▶ Data items:
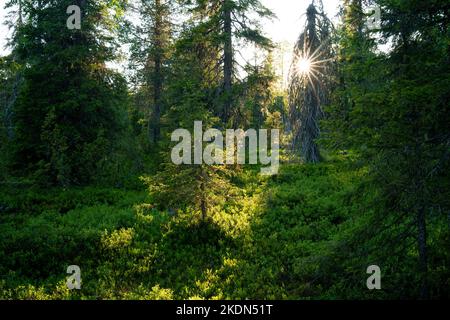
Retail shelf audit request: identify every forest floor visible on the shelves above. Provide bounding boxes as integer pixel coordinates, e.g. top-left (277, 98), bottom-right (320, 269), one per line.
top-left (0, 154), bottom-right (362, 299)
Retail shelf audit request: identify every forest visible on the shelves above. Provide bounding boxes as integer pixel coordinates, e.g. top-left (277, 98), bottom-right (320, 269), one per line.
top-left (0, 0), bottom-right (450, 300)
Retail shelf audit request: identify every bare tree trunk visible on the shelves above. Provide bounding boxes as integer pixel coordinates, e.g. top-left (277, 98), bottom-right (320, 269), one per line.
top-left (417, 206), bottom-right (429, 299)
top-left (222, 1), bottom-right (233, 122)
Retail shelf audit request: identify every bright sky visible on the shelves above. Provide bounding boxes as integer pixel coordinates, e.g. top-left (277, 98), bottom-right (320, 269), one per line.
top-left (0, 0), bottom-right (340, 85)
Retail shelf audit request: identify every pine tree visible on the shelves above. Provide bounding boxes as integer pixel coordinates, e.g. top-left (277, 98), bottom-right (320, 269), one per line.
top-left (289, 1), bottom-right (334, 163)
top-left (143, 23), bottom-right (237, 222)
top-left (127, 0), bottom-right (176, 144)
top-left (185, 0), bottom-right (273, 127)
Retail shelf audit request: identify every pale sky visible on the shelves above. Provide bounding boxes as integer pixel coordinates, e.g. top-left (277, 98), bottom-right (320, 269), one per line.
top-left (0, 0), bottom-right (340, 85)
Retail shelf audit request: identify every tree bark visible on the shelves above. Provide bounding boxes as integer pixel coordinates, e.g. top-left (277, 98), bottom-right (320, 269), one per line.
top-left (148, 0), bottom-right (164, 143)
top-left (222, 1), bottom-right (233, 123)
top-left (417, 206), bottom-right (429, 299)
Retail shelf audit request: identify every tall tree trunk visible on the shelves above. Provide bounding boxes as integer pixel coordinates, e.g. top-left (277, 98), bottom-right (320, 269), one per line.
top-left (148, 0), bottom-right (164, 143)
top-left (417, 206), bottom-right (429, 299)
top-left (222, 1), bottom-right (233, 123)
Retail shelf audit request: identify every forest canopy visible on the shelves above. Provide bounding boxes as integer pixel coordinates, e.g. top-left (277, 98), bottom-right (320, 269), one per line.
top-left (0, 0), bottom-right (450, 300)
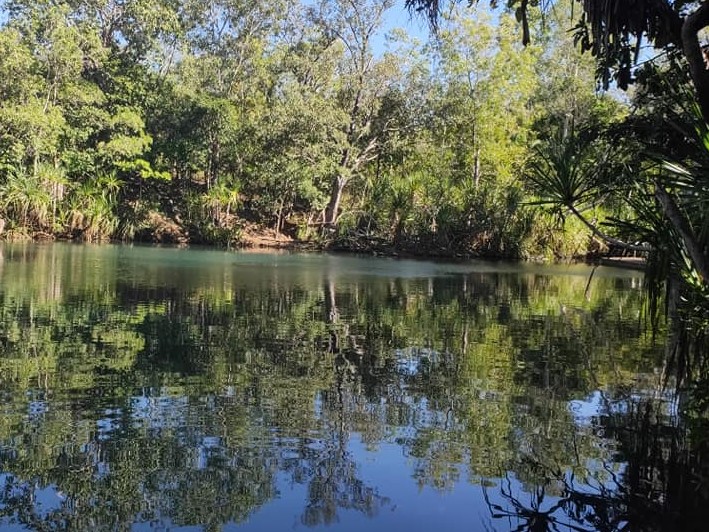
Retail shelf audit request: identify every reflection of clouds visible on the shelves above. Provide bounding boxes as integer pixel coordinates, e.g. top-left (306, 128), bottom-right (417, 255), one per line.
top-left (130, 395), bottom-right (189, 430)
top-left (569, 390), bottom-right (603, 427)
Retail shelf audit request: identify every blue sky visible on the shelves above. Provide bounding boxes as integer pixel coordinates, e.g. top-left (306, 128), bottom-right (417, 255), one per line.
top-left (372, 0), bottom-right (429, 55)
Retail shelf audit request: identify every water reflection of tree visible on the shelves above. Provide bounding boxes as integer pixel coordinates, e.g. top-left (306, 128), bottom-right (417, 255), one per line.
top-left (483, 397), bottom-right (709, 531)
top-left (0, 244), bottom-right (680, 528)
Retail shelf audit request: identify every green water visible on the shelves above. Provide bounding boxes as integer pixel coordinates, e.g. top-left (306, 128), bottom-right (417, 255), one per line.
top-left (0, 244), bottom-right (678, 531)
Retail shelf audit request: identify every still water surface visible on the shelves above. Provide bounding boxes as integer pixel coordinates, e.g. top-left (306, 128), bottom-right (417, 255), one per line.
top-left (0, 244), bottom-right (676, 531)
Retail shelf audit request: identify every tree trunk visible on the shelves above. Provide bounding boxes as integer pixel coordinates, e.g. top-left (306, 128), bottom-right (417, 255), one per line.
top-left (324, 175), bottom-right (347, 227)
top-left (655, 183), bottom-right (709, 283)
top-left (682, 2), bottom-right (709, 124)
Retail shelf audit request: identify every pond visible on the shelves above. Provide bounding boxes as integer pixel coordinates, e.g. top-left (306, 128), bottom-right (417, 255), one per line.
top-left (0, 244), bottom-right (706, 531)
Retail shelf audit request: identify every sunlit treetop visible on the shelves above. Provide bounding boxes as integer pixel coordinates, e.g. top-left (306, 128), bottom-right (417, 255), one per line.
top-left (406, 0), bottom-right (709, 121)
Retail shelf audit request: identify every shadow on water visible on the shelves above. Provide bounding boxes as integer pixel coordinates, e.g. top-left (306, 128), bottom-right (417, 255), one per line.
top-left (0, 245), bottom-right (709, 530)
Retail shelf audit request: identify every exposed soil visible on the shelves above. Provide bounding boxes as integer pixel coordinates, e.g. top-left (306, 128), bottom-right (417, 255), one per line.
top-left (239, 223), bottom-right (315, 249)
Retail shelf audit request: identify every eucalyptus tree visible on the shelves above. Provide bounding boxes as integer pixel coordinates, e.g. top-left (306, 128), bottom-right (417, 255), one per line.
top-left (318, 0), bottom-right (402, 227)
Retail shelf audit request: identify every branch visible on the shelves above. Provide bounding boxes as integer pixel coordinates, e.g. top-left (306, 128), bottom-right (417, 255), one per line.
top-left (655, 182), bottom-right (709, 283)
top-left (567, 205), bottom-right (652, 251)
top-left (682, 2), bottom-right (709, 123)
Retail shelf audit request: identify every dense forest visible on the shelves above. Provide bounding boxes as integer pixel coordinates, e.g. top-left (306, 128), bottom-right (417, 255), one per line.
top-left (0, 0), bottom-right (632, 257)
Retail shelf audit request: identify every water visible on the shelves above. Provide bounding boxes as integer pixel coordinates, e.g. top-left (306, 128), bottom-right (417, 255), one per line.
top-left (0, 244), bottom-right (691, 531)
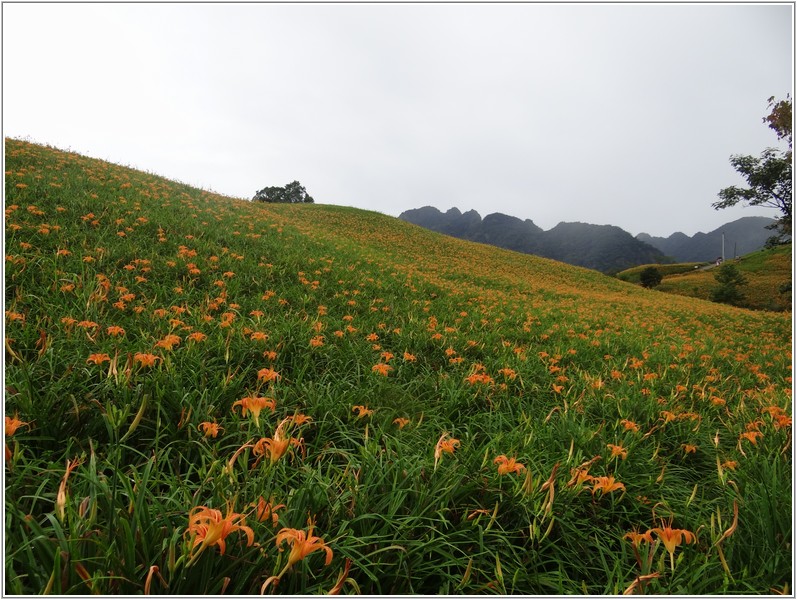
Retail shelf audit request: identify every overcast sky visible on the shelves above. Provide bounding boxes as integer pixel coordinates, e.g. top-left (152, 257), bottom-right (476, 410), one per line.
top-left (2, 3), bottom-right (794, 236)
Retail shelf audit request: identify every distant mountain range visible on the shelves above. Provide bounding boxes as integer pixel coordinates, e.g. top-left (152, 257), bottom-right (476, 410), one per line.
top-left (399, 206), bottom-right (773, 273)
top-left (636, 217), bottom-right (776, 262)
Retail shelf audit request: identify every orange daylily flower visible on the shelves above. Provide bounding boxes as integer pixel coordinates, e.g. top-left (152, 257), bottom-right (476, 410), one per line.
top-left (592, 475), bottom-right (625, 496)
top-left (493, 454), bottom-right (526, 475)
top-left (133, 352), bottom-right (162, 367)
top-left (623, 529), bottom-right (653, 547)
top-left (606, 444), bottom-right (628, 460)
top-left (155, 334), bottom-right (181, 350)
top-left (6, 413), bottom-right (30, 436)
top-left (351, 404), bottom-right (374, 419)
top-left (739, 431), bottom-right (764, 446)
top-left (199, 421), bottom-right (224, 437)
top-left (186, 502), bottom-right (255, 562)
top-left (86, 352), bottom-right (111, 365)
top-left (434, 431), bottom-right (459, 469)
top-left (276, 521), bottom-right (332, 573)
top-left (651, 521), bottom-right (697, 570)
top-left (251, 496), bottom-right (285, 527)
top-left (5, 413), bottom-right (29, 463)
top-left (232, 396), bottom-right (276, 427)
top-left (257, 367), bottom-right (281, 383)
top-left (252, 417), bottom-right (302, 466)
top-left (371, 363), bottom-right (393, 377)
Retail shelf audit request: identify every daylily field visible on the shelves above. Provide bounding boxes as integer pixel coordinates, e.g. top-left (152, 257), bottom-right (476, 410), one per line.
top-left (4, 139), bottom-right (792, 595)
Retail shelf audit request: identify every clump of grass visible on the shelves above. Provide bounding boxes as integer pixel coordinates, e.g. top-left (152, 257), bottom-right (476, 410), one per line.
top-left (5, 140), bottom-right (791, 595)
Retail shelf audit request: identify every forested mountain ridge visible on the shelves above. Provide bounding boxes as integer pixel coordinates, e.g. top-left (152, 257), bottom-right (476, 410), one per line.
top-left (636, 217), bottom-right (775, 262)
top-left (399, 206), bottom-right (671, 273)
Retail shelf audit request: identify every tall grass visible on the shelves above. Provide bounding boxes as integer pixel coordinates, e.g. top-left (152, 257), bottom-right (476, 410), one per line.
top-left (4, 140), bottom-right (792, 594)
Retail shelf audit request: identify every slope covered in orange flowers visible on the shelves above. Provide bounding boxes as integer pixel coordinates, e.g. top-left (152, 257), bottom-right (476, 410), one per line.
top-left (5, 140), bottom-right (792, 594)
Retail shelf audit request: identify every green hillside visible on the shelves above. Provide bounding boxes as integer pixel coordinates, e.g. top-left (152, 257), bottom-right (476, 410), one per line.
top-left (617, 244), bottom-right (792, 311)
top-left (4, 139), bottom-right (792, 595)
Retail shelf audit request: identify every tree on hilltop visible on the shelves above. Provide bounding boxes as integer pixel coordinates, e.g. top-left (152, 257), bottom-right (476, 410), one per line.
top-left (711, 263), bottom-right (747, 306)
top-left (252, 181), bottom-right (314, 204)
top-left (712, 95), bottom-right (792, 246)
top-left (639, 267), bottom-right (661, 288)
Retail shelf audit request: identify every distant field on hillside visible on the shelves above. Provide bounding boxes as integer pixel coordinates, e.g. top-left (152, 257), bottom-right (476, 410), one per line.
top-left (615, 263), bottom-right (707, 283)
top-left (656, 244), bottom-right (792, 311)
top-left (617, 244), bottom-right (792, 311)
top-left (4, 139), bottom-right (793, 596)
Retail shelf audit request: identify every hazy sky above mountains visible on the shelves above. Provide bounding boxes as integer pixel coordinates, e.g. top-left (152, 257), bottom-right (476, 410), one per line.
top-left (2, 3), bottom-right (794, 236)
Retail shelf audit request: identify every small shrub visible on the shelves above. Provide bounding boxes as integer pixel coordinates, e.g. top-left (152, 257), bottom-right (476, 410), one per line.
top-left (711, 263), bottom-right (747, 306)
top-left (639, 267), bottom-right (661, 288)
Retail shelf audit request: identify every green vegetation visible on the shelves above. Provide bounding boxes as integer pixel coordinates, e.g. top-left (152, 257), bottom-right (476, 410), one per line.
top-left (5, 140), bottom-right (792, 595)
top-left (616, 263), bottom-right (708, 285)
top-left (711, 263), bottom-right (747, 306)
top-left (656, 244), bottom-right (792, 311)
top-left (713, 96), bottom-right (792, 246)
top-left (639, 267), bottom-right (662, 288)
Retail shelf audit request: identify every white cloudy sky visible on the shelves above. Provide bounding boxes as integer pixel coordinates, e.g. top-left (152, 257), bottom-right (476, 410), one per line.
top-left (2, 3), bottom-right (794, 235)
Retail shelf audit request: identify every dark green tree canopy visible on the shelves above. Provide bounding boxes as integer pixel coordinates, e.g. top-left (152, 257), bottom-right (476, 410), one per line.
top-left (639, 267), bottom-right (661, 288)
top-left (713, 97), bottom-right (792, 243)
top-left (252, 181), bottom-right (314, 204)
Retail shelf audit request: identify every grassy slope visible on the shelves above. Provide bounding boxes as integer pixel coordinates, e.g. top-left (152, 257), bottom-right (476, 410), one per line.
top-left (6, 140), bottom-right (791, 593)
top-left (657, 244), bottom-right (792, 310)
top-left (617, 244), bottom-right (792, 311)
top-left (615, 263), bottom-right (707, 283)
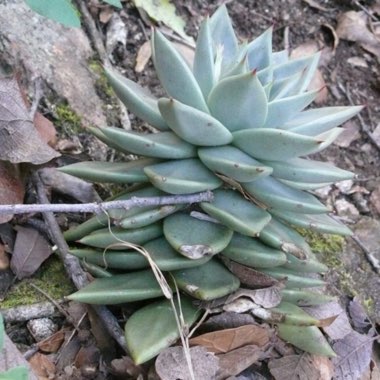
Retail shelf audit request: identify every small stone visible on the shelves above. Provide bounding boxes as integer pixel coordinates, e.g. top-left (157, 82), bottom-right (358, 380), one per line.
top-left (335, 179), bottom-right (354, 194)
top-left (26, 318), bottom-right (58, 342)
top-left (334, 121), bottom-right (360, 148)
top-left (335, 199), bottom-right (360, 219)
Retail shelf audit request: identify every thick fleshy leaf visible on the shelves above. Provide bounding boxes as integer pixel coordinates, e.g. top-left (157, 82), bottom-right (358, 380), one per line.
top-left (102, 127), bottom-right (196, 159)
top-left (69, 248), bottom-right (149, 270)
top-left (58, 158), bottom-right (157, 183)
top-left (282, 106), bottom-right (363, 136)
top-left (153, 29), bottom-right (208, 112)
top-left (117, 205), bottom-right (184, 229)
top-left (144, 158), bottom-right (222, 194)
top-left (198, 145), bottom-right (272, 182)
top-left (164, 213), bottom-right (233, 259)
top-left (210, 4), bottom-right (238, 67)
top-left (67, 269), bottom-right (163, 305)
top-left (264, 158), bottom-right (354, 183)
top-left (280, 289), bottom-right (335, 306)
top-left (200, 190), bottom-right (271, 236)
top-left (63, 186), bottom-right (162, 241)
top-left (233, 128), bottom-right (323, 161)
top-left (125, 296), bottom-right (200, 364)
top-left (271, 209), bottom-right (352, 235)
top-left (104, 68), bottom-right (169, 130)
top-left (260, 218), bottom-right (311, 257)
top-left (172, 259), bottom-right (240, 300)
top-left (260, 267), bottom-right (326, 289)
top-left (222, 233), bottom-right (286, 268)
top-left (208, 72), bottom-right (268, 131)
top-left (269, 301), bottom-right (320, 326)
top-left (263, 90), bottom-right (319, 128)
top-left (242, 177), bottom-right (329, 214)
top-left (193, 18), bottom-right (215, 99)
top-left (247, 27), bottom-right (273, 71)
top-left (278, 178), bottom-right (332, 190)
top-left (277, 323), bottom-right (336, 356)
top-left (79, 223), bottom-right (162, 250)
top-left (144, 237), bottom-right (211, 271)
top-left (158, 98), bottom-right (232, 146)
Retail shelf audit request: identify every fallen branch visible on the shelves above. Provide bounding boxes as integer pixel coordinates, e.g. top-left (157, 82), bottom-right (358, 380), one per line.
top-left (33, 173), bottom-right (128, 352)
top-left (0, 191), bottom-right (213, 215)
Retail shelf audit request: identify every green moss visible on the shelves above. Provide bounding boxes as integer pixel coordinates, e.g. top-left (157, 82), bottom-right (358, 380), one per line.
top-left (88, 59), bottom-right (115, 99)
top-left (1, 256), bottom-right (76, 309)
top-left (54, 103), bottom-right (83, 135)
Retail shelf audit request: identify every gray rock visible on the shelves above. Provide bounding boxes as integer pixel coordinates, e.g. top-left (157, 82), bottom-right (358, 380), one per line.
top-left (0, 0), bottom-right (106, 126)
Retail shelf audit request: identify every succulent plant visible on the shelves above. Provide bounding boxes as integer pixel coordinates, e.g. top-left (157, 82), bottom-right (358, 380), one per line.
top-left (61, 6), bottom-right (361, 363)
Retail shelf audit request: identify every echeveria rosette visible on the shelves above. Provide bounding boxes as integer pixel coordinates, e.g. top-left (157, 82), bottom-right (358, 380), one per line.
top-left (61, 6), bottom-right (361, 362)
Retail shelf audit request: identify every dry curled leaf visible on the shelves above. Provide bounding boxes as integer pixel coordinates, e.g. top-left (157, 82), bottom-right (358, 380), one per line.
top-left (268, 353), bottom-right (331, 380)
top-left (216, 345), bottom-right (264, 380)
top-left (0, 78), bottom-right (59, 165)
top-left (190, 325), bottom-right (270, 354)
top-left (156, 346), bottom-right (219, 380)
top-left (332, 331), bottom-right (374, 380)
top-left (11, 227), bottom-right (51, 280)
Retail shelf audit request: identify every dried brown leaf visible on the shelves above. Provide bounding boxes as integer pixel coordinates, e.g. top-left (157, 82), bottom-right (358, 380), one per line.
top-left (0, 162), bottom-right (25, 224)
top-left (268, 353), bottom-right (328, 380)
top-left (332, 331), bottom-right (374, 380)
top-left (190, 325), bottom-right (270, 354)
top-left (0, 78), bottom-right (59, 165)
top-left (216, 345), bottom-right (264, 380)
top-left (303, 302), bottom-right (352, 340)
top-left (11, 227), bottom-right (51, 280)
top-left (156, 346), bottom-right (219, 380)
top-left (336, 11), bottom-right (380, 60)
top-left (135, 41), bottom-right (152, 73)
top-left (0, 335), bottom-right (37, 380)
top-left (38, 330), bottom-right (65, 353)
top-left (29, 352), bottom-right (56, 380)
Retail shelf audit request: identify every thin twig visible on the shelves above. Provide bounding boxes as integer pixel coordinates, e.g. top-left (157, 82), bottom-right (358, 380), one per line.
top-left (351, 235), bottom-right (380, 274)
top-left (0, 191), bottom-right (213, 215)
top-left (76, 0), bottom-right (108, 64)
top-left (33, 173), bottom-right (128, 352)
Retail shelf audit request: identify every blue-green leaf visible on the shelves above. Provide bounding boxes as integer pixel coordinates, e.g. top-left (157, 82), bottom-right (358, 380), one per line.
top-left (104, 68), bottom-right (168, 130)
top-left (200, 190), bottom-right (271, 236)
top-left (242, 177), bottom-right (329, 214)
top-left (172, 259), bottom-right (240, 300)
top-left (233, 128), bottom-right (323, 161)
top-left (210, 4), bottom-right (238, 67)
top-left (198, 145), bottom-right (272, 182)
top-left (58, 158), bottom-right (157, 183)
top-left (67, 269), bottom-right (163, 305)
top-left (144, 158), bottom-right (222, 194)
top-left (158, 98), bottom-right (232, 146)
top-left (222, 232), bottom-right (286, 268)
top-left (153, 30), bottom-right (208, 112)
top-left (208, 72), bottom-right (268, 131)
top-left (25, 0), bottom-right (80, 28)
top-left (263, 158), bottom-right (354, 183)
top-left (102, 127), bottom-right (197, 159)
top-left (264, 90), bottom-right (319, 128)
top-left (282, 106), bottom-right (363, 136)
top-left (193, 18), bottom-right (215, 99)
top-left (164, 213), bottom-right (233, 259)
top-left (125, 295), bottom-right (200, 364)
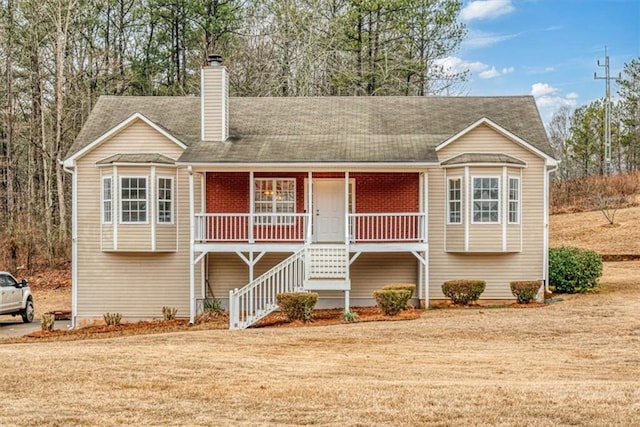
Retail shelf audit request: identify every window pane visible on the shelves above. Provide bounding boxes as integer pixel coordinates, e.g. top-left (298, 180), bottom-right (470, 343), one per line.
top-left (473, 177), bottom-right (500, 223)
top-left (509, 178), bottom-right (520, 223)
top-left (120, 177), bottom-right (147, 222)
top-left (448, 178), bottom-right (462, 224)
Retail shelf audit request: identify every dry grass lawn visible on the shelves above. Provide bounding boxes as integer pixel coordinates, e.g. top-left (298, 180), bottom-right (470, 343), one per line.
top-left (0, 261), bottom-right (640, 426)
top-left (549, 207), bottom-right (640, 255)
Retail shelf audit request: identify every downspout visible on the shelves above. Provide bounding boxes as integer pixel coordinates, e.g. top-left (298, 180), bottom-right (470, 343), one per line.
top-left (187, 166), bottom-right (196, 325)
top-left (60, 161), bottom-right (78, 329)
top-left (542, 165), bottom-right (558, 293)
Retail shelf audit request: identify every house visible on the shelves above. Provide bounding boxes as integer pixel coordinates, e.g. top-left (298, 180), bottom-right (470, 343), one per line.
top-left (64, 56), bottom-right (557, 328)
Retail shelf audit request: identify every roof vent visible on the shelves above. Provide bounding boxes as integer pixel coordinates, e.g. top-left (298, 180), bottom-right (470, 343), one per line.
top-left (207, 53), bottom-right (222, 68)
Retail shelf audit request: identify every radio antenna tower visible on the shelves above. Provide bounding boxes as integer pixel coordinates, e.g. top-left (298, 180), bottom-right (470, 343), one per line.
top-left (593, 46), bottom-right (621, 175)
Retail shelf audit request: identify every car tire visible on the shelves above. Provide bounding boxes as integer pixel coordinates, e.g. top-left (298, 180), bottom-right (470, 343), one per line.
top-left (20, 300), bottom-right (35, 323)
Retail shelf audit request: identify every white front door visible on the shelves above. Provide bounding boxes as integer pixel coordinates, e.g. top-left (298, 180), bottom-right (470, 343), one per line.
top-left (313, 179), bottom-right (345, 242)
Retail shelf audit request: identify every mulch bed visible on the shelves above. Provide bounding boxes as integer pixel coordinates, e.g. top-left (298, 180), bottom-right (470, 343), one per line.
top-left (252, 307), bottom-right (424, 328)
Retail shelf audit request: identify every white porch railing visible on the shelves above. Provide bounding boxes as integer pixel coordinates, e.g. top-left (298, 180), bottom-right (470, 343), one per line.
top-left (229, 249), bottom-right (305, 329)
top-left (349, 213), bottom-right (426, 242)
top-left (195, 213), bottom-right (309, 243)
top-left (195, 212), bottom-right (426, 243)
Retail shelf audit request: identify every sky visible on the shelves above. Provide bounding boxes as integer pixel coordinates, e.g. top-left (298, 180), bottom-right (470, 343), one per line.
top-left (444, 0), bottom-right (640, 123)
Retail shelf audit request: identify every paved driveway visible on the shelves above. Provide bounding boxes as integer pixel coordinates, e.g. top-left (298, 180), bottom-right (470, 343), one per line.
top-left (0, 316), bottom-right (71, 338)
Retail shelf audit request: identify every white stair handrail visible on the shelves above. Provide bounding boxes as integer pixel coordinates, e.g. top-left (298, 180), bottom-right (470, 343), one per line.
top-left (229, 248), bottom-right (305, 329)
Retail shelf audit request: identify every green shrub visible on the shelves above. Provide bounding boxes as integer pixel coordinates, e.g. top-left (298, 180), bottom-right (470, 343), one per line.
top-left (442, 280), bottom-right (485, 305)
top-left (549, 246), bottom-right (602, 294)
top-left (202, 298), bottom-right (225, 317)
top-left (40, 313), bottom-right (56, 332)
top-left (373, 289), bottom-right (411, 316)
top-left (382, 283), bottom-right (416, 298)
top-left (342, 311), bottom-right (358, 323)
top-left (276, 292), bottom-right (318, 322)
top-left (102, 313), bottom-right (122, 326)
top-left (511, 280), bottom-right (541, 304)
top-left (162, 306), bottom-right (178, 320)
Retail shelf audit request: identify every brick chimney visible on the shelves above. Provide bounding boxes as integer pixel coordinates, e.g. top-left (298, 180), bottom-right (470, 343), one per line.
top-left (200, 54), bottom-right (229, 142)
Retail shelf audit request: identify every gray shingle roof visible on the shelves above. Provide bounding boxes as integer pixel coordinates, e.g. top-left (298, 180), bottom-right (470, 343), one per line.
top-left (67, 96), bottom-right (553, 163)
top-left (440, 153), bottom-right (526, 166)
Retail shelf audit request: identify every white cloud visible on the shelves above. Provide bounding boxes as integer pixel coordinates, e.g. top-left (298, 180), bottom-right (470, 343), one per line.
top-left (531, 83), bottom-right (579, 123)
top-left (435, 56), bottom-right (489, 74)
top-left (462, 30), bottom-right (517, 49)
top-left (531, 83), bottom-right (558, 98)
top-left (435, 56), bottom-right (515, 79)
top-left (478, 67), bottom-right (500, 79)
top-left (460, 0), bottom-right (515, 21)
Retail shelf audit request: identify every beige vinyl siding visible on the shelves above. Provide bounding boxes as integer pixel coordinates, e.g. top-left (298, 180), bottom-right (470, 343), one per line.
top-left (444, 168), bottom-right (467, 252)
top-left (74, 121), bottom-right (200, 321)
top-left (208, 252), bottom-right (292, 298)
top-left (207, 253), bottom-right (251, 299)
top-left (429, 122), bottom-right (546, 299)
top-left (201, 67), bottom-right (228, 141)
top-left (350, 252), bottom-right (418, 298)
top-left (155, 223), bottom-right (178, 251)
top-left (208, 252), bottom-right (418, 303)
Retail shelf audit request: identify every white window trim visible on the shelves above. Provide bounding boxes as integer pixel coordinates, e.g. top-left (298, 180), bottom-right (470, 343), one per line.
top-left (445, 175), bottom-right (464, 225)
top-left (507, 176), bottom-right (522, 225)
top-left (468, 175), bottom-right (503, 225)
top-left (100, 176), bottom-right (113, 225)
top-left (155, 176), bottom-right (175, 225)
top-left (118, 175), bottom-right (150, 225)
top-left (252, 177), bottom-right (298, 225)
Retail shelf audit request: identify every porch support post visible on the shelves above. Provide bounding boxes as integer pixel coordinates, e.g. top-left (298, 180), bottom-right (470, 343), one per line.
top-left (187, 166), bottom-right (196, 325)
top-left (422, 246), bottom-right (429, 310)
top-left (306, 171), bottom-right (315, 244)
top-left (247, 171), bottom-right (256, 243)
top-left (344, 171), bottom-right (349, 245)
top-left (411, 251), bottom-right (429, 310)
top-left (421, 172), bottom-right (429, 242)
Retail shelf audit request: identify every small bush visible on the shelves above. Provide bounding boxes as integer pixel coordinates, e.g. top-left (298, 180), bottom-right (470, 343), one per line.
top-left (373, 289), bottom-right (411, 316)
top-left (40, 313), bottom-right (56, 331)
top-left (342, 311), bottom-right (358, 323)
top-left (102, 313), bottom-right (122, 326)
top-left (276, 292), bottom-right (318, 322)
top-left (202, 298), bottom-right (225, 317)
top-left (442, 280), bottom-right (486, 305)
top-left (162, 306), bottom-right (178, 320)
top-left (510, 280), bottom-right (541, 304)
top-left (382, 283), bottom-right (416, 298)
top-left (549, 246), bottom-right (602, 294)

▶ Challenge: Change "distant mountain range" to "far ridgeline" in everything from the line containing "Retail shelf audit request: identify every distant mountain" down to the line containing "top-left (636, 217), bottom-right (776, 262)". Give back only those lines, with nothing else altered.

▶ Solution below:
Retail shelf audit request: identify every far ridgeline visible on the shelves above. Provide bounding boxes as integer pixel coordinates, e.g. top-left (152, 257), bottom-right (476, 410), one per line.
top-left (399, 206), bottom-right (773, 273)
top-left (636, 217), bottom-right (776, 262)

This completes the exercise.